Given problem a>
Can you reproduce the listing from the line with "Find each metal" to the line with "[[120, 289, 553, 426]]", swapping "decoration" for "ornament" and keeping everything else the same?
======== Document excerpt
Bank telemarketing campaign analysis

Analyzing data to build a machine learning model

Rômulo Peixoto
Analytics Vidhya

--

Today we will talk about my first project and the first iteration I did to predict if a client would subscribe to a term deposit from his/her information and figure out how that would come.

I got this data set from UCI Machine Learning Repository, and this data set was available from this article Moro et al., 2014, which used other kinds of tools to predict the subscription. They used R as the programming language and the metrics evaluated for the models were the area under the curve (AUC) and lift analysis, which consists of making a curve of cumulative deciles of the population plotted against the cumulative percentage of real answers, the area under this curve (ALIFT) is another metric that was evaluated.
================
Given problem b>
Could you copy the bank telemarketing analysis word for word from "I got this data" to "that was evaluated."?
======== Data supplied
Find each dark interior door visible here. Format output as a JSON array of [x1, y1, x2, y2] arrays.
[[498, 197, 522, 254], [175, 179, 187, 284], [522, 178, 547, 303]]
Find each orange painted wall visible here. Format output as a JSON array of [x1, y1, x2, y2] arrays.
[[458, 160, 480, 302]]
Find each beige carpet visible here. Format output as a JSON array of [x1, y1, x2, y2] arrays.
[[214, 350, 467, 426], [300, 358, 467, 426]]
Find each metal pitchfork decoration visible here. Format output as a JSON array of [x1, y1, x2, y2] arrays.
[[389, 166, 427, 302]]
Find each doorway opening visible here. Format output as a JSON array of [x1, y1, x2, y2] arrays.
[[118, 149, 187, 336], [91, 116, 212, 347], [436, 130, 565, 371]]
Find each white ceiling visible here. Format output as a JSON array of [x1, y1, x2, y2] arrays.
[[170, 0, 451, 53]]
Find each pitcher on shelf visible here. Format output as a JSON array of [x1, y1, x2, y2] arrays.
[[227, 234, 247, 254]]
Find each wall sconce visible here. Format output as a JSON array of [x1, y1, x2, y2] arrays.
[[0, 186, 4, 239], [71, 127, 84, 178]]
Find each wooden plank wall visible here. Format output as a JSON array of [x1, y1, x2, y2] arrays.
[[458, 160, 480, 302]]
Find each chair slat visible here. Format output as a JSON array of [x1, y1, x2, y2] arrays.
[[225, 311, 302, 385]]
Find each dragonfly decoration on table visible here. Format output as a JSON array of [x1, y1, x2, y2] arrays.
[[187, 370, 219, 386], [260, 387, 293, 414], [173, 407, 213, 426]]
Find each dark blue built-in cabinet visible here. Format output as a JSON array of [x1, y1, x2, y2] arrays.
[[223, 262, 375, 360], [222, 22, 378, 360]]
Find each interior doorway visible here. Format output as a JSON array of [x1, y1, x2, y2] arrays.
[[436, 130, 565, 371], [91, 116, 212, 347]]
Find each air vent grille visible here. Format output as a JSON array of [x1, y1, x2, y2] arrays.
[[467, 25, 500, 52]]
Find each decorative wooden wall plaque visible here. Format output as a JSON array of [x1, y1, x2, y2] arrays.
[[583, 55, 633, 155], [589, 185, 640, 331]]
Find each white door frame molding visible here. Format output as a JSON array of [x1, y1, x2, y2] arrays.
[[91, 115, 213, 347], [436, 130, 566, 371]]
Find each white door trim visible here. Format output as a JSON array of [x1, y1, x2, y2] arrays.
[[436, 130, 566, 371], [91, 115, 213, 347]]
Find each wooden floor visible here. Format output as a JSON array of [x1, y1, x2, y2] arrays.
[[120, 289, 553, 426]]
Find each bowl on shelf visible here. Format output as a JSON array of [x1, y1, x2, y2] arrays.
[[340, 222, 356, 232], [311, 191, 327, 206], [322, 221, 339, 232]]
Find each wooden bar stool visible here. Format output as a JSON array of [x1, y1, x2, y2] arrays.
================
Final answer a>
Find each metal pitchfork ornament visible here. Format output as a JSON array of [x1, y1, x2, y2] arrays.
[[389, 166, 427, 302]]
Find each doorway opening visible here. Format output as a JSON array of [x1, y1, x2, y2] arrays.
[[118, 149, 187, 336], [91, 116, 212, 347], [436, 130, 565, 371]]
Find each white ceiling visible here. Format output as a JSON array of [x1, y1, x2, y2] arrays.
[[170, 0, 451, 53]]
Find each pitcher on shelf visible here. Format output as a JSON array of [x1, y1, x2, y2] arrays.
[[227, 234, 247, 254]]
Find each wall sconce visible here. Format output as a JSON array of [x1, y1, x2, y2] arrays.
[[0, 186, 4, 239], [71, 127, 84, 178]]
Find each wooden plank wall visible here. Format output as a JSON array of [x1, y1, x2, y2] arrays.
[[458, 160, 480, 302]]
Find each chair slat visible here. Format output as a JSON array of [x1, y1, x2, y2] arrays.
[[225, 311, 302, 385]]
Find each dragonfly ornament on table visible here. Format output as a JSON array of [x1, y1, x2, y2] arrays.
[[187, 370, 219, 386], [260, 387, 293, 414], [173, 407, 213, 426]]
Find each dark blue built-in cabinet visible here. Format output as a JSON array of [x1, y1, x2, y2] arrays.
[[223, 262, 375, 360], [222, 22, 378, 360]]
Find each interior doorway visible here. Format output as a JSON array of [x1, y1, x2, y2] arrays.
[[436, 130, 565, 371], [91, 116, 212, 347]]
Find each air vent grille visible here. Format output as a JSON array of [x1, y1, x2, y2] arrays.
[[467, 25, 500, 52]]
Find each decorative wooden wall plaque visible here. Format output as a JSON array of [x1, y1, x2, y2] arrays.
[[583, 55, 633, 155], [589, 185, 640, 331]]
Find each white door frame molding visible here. Format output as a JSON array of [x1, y1, x2, y2] arrays.
[[91, 115, 213, 347], [436, 130, 566, 371]]
Find each white door trim visible here. Format output as a JSON array of [x1, y1, x2, y2] arrays.
[[436, 130, 566, 371], [91, 115, 213, 347]]
Find each wooden floor visible here. Format output as a JSON array of [x1, y1, x2, y2] arrays.
[[120, 289, 553, 426]]

Final answer b>
I got this data set from UCI Machine Learning Repository, and this data set was available from this article Moro et al., 2014, which used other kinds of tools to predict the subscription. They used R as the programming language and the metrics evaluated for the models were the area under the curve (AUC) and lift analysis, which consists of making a curve of cumulative deciles of the population plotted against the cumulative percentage of real answers, the area under this curve (ALIFT) is another metric that was evaluated.